▸ **What you will do**: Reproduce each of the following items line for line, without changing anything.

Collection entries
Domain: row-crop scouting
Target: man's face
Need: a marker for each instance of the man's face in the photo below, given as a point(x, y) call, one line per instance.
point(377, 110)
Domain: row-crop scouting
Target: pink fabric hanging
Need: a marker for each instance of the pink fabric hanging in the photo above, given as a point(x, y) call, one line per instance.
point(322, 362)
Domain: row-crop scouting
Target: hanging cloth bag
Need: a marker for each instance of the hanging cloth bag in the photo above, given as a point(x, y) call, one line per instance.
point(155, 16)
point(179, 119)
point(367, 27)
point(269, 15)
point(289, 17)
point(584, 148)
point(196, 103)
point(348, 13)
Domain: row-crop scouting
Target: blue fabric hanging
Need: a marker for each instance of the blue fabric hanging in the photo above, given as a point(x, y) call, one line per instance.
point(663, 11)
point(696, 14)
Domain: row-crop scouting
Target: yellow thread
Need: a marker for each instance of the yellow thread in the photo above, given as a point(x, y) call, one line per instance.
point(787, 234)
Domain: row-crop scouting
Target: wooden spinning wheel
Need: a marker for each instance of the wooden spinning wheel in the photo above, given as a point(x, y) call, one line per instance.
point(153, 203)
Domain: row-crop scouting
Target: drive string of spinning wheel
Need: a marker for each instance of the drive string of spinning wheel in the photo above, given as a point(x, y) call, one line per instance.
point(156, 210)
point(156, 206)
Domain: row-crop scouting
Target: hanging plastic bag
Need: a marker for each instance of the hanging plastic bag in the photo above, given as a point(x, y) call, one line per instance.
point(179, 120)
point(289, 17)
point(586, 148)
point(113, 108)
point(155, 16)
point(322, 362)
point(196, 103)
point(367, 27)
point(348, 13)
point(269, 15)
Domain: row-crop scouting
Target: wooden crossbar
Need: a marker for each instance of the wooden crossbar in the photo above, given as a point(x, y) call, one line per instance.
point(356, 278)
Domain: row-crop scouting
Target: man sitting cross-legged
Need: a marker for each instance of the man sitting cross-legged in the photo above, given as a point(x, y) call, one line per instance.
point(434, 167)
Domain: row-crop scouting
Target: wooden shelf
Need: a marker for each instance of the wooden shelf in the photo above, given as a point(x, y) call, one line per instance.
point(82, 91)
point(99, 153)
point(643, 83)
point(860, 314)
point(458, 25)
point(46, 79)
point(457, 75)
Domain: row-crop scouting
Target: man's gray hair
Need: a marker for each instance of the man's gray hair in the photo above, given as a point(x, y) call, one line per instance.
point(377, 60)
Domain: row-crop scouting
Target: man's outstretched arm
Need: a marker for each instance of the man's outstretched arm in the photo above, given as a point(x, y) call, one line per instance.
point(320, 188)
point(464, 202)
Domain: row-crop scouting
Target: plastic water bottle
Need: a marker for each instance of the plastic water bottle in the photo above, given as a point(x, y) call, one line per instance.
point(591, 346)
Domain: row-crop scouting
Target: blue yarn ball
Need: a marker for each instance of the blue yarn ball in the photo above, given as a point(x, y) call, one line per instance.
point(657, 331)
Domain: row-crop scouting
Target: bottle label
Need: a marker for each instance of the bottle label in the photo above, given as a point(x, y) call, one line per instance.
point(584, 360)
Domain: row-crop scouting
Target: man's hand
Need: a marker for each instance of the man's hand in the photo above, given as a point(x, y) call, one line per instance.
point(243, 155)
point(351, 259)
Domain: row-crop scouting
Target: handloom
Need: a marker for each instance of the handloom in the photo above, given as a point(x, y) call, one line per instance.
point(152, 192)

▸ **Response to this exercise**:
Domain: row-crop scouting
Target: man's face
Need: a marker for each instance of the man's face in the photo below, given as a point(x, y) call, one line per instance.
point(377, 110)
Domain: row-crop scouting
Target: pink fabric hanging
Need: a marker for each instance of the pink fabric hanging in the photo above, given as a point(x, y) call, one line per instance.
point(322, 362)
Domain: row-crop scouting
Target: hanging cloth bag
Need: a marker for each instance of the hanging cloth bag in the photo above, given as a point(x, y) call, one line per instance.
point(155, 16)
point(179, 119)
point(367, 27)
point(269, 15)
point(289, 17)
point(584, 148)
point(196, 103)
point(348, 13)
Domain: row-crop scouting
Target: blue fabric hanging
Need: a marker for each instance of the blue fabric hanging in the photo above, given as a point(x, y) call, one line per instance.
point(663, 11)
point(696, 14)
Domain: row-crop scouting
Target: yellow thread
Need: a marker for each instance of the yellow thread in the photo above, given as a point(x, y) call, one line per instance.
point(787, 234)
Domain: row-crop scouting
Target: wooden spinning wheel
Need: a marker for each instance of the wooden spinning wheel in the photo above, given as a point(x, y) call, one line per instance.
point(153, 203)
Domain: row-crop scouting
Target: drive string of spinning wheel
Need: a marker for each instance of the drive string of spinning wheel in the photo above, given as a point(x, y) call, one line per instance.
point(156, 210)
point(156, 206)
Domain: row-crop scouting
Target: hanging plastic bag
Need: a marker for each instance of the hanging plastic bag in the photo above, given as a point(x, y) call, one line per instance.
point(179, 120)
point(289, 17)
point(586, 148)
point(113, 108)
point(155, 16)
point(322, 362)
point(196, 103)
point(367, 27)
point(348, 13)
point(269, 15)
Domain: row-crop scouting
Target: wooden crossbar
Need: a marker for each instance of the wooden crossbar in the photo above, given as a point(x, y) call, one line per instance.
point(356, 278)
Domain: row-crop scouting
Target: man sitting cross-legged
Need: a marker for each instance of the man sitting cross-legged in the photo above, given as a point(x, y) call, one line per instance.
point(434, 167)
Domain: row-crop scouting
Target: wooden shelf
Need: a marker for each instance of the wooden shelf in the photo above, given as a point(x, y) call, one line per instance.
point(82, 91)
point(99, 153)
point(643, 83)
point(860, 314)
point(458, 25)
point(46, 79)
point(457, 75)
Domain: row-crop scouting
Target: man's gray hair
Need: a marker for each instance of the man's gray hair in the photo above, given as a point(x, y) call, one line per instance.
point(377, 60)
Domain: row-crop scouting
Target: man's outstretched arm
Need: a marker for each instance of the man's outstretched arm in the photo above, given as a point(x, y) call, one line per instance.
point(320, 188)
point(464, 202)
Domain: row-crop scouting
Target: plastic water bottle
Need: a marker for each instance of the plastic water bottle in the photo above, given as a point(x, y) call, one line per instance.
point(591, 346)
Domain: row-crop scouting
Target: blue yarn ball
Need: a marker for each instance of the blue yarn ball in the photo above, given as a point(x, y) call, one line per instance.
point(657, 331)
Domain: row-crop scouting
Target: bottle label
Need: a marker for each instance of the bottle label in the photo above, given as a point(x, y) call, one line per instance.
point(584, 360)
Domain: row-crop scouting
Target: man's hand
Need: a marker for each instance of the man's hand in the photo above, given as a point(x, y) call, one line per instance.
point(243, 155)
point(351, 259)
Domain: row-crop scouting
Target: handloom
Need: a marker for each instance of the handloom in the photo above, given as a point(x, y) call, one line per instance.
point(152, 192)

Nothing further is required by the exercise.